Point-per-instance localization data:
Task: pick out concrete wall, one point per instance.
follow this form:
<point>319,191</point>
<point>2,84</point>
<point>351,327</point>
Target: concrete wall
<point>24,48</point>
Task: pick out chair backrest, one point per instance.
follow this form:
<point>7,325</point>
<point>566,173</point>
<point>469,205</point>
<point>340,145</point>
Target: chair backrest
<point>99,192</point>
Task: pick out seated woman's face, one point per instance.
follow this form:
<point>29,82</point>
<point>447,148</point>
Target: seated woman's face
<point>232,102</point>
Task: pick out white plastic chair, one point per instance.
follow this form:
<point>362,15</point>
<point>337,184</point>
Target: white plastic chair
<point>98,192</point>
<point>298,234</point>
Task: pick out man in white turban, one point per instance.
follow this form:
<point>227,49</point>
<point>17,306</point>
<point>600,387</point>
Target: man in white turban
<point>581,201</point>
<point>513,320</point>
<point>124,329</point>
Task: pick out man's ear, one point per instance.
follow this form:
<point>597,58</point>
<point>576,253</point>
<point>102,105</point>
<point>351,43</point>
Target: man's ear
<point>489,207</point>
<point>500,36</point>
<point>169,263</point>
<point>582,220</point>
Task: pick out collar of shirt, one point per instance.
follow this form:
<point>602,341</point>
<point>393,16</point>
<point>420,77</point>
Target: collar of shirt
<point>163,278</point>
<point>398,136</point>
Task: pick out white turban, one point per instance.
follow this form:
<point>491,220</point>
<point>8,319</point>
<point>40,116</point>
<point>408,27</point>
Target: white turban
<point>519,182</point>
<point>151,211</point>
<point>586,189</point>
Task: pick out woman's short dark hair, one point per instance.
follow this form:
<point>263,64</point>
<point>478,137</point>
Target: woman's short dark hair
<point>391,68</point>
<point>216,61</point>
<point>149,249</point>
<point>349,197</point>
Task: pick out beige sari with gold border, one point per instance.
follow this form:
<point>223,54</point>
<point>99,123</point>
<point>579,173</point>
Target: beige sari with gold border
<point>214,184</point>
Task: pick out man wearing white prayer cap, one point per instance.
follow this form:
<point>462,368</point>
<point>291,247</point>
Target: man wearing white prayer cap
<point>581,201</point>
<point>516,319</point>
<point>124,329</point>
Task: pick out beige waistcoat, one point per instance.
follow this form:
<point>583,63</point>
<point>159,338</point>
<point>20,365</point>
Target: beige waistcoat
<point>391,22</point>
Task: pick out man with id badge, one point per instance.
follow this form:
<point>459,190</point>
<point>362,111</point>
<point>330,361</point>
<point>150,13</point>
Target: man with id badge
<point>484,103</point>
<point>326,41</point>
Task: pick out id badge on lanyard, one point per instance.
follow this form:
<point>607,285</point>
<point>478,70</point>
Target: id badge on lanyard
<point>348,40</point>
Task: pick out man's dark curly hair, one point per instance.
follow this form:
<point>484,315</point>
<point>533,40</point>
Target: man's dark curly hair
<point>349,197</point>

WHAT IS REQUIRED: Each line from the one containing "<point>462,368</point>" to the final line of the entries above must be returned exactly, and no other line may appear.

RESPONSE AREA:
<point>462,368</point>
<point>291,247</point>
Target: man wearing white prayer cap
<point>581,201</point>
<point>516,319</point>
<point>124,329</point>
Task: pick out beige waistcoat, one point per instance.
follow this form:
<point>583,63</point>
<point>159,338</point>
<point>20,365</point>
Target: beige waistcoat
<point>391,22</point>
Task: pick out man with id badge, one point per instance.
follow this form:
<point>459,190</point>
<point>362,111</point>
<point>330,361</point>
<point>150,13</point>
Target: man with id badge
<point>484,103</point>
<point>326,41</point>
Task: pick out id badge on lanyard, one point per instance.
follow this form:
<point>607,285</point>
<point>478,70</point>
Target: id badge on lanyard
<point>348,40</point>
Task: pick out man's dark curly hair, one point per instance.
follow this form:
<point>484,315</point>
<point>533,40</point>
Target: man's dark curly hair
<point>349,197</point>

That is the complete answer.